**INSTRUCTIONS:**
- A) Can you give again, word for word, the stretch of the passage on deficit cuts from "Our position is" through "by raising taxes."?
- B) Answer these from the passage on deficit cuts:
(i) How much in spending cuts has the government already committed to?
(ii) How large a structural deficit would remain after £80 billion in spending cuts and £20 billion in tax rises?
(iii) What do some journalists and politicians suggest as the way to cut the deficit instead?
- C) Could you turn the paragraph of the passage on deficit cuts that begins "Our position is not universally shared" into a short list that keeps its main facts?

**TEXT PASSAGE:**
The government has already committed itself (albeit without any real detail) to about £38 billion in spending cuts and £19 billion in tax rises.  So, essentially, the government has already announced enough tax rises. That’s not to say that the structure of tax (what we tax) need not change, but the aggregate amount will be enough if the government’s tax hikes are implemented.  But there needs to be about £40 billion more spending cuts quickly (since £80 billion in spending cuts and £20 billion in tax rises would still leave a £25 billion structural deficit, there would be work left to do, but the “heavy lifting” would have been achieved) — say, over the period 2011-2014.

 

Our position is not universally shared.  There are still many journalists and politicians who believe that significant spending cuts are either not necessary or cannot, as a matter of practicality or political acceptability, be delivered, or that they would damage economic growth if implemented.  Instead, they suggest, the deficit will have to be cut by raising taxes.

(Records of labeled points)
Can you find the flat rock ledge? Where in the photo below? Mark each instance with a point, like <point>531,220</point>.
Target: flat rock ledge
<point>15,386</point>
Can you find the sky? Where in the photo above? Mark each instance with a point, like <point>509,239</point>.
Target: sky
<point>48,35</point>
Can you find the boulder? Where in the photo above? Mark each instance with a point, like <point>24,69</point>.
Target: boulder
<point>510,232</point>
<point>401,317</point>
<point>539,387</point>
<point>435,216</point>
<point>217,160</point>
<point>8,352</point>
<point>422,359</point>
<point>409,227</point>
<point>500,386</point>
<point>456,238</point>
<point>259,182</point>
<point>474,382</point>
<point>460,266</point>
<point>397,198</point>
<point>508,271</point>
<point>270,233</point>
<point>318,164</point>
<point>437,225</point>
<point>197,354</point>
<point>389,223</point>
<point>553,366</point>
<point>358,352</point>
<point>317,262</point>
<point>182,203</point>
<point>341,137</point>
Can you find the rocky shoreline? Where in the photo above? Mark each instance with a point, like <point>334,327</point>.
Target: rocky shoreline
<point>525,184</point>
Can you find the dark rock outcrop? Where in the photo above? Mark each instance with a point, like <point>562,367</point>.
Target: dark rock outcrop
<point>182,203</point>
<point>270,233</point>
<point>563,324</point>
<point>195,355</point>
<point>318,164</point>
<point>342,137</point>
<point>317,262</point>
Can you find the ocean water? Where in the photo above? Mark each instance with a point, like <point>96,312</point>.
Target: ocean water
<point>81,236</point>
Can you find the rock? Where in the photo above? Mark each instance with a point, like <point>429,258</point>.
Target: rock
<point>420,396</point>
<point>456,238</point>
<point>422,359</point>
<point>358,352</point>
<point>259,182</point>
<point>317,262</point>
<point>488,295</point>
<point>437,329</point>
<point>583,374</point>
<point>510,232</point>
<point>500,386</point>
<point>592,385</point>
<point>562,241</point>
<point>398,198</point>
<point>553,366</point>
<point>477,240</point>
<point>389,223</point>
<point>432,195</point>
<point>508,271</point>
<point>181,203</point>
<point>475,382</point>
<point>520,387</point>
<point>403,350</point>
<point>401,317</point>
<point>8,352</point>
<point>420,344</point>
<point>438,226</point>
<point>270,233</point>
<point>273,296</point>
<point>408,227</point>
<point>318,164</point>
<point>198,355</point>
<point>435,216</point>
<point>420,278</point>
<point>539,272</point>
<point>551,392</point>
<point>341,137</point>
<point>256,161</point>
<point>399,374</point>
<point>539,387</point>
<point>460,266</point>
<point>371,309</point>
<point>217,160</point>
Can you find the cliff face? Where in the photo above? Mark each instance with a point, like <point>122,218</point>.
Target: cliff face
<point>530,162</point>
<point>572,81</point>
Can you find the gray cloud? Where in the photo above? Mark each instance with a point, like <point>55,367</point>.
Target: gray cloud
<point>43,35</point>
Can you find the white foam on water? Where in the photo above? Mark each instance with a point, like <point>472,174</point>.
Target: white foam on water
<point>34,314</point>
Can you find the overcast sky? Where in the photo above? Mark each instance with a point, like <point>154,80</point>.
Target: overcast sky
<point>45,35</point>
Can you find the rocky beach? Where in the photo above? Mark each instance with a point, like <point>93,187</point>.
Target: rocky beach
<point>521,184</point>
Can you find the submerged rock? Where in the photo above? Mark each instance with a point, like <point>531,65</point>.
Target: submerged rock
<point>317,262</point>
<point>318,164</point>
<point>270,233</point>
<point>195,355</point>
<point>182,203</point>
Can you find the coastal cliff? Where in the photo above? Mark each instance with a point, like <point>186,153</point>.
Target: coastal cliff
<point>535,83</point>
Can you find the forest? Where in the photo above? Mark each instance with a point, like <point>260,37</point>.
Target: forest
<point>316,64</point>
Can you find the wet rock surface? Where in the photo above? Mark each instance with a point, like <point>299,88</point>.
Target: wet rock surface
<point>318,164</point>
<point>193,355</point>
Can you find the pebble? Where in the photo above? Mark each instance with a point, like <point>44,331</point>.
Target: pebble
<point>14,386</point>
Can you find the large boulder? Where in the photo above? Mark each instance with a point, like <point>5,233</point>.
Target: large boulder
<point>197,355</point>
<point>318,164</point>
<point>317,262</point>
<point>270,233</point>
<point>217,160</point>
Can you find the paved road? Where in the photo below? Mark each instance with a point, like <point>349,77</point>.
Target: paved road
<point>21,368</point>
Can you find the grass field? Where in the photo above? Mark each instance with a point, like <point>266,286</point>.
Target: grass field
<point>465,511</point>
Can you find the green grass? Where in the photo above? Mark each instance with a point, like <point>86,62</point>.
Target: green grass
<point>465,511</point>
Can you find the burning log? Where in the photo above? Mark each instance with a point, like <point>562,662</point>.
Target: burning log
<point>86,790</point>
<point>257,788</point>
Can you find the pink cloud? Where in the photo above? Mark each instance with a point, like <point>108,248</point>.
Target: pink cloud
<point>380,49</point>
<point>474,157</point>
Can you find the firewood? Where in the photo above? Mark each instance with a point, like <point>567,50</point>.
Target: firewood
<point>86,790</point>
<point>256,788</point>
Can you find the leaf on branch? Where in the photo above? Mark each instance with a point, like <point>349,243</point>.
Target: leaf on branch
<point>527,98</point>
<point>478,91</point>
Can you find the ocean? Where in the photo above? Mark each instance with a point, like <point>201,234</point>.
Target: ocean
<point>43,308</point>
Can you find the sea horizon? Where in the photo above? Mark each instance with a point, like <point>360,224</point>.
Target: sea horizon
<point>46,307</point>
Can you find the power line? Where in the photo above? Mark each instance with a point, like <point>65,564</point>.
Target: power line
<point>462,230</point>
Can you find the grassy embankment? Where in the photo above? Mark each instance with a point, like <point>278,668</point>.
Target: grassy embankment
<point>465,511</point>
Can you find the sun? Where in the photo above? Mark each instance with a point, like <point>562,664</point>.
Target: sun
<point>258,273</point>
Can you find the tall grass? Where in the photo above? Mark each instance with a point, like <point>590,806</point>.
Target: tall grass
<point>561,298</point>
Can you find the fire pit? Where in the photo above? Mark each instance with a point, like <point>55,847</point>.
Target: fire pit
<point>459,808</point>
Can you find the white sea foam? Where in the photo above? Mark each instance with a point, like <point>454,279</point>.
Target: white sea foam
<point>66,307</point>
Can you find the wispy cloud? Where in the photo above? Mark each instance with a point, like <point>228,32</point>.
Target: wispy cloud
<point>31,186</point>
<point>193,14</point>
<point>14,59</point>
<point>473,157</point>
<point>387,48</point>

**RESPONSES FOR EACH TASK:**
- A)
Our position is not universally shared.  There are still many journalists and politicians who believe that significant spending cuts are either not necessary or cannot, as a matter of practicality or political acceptability, be delivered, or that they would damage economic growth if implemented.  Instead, they suggest, the deficit will have to be cut by raising taxes.

- B)
(i) About £38 billion.
(ii) £25 billion.
(iii) Raising taxes.

- C)
- Not everyone shares this position.
- Many journalists and politicians believe significant spending cuts are unnecessary, cannot be delivered for practical or political reasons, or would damage economic growth.
- They suggest cutting the deficit by raising taxes instead.